INFORMATION:
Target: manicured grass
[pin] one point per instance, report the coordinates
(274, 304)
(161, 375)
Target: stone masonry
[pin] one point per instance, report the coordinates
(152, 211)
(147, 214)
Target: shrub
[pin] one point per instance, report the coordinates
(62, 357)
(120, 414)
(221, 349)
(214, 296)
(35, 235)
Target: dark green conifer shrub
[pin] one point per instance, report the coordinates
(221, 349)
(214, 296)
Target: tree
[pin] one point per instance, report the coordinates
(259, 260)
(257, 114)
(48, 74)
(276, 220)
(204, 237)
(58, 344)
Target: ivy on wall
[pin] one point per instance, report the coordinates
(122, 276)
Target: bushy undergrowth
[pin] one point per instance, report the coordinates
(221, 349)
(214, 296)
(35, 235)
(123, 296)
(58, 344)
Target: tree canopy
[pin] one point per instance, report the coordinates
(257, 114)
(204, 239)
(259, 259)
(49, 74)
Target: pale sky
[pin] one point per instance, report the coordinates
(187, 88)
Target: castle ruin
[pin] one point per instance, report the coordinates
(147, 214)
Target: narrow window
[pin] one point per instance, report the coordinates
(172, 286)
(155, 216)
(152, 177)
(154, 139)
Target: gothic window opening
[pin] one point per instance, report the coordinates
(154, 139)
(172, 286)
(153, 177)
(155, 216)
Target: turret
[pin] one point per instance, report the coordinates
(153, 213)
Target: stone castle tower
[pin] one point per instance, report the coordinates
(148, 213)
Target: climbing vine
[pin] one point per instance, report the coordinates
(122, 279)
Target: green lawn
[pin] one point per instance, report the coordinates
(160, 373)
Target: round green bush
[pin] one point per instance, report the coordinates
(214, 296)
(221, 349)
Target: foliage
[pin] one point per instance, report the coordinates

ABOUT THIS EXERCISE:
Restate each record above word for word.

RESPONSE TO THE TASK:
Target: manicured grass
[pin] one point per instance, report the coordinates
(274, 304)
(161, 375)
Target: stone masonry
[pin] one point per instance, report the coordinates
(152, 211)
(147, 214)
Target: shrub
[pin] one point per instance, report the coordinates
(62, 357)
(120, 414)
(221, 349)
(214, 296)
(35, 235)
Target: dark green conifer shrub
[pin] one point per instance, report the coordinates
(221, 349)
(214, 296)
Target: tree
[pin] one point per instance, report the coordinates
(259, 260)
(257, 114)
(48, 74)
(276, 220)
(204, 237)
(58, 344)
Target: ivy on wall
[pin] one point per instance, report the coordinates
(122, 276)
Target: bushy undergrowth
[pin] one point per instance, report the coordinates
(221, 349)
(214, 296)
(35, 235)
(123, 296)
(58, 344)
Target: tree canopy
[pin] one point per instance, report the coordinates
(257, 114)
(204, 239)
(259, 259)
(49, 74)
Target: pale sky
[pin] one point per instance, report the coordinates
(187, 88)
Target: castle ruin
[pin] one point per instance, report the coordinates
(147, 214)
Target: narrow window
[pin] one point per instance, report the coordinates
(172, 286)
(155, 216)
(152, 177)
(154, 139)
Target: gothic window opening
[pin] one point per instance, report the coordinates
(154, 139)
(172, 286)
(153, 177)
(155, 216)
Target: turret
[pin] one point per instance, report the coordinates
(153, 213)
Target: stone castle tower
[pin] one point per instance, report the coordinates
(148, 213)
Target: climbing vine
[pin] one point per instance, report the coordinates
(122, 279)
Target: green lawn
[pin] one point per instance, report the coordinates
(160, 373)
Target: round green bush
[pin] one point per instance, report the coordinates
(214, 296)
(221, 349)
Target: foliage
[pin] one point per instance, report the coordinates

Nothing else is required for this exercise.